Exercise details
Copy every entry in the listing below exactly, but not the pictures.

== Given records

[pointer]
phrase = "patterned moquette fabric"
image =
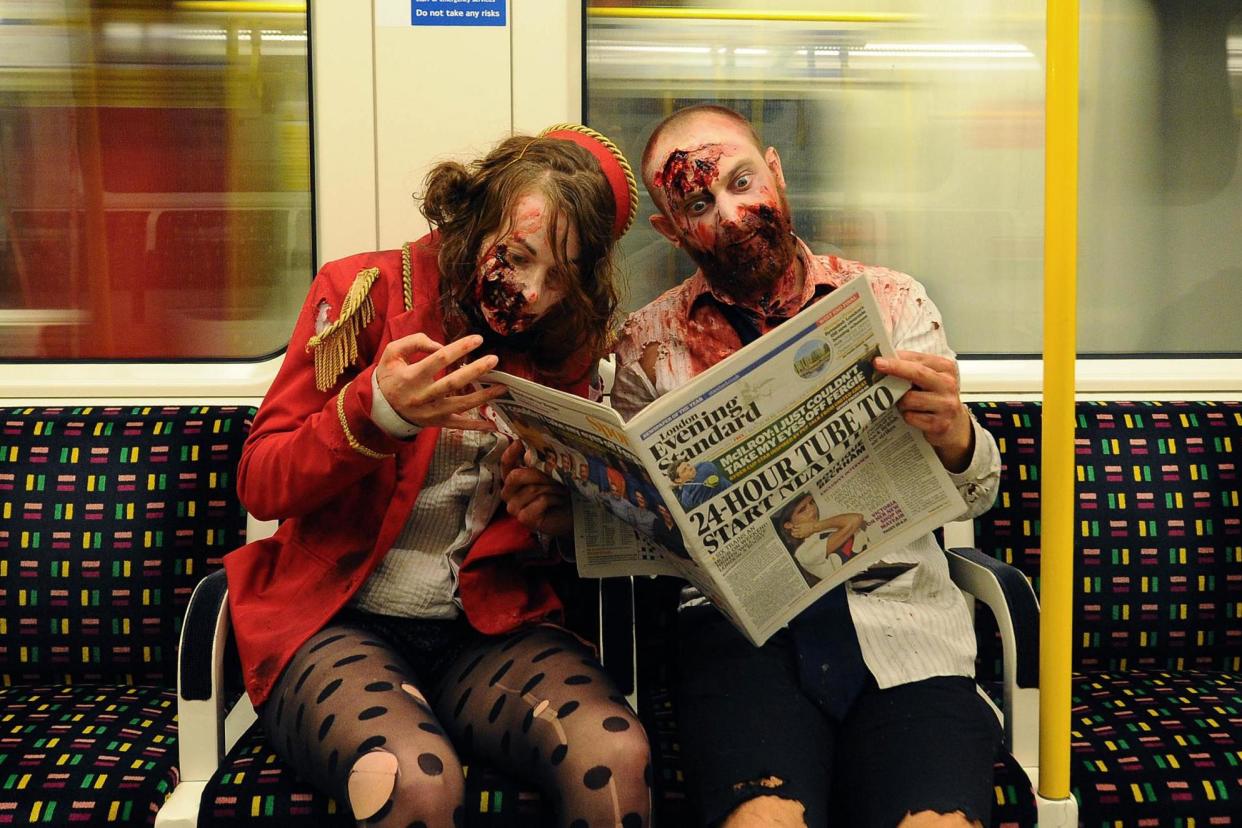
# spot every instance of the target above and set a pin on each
(109, 518)
(86, 755)
(1158, 564)
(1156, 718)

====

Result below
[pointer]
phrase = "patterned moquette fabric"
image =
# spot every instance of the target above and set a pin on each
(109, 518)
(86, 755)
(1158, 564)
(1156, 718)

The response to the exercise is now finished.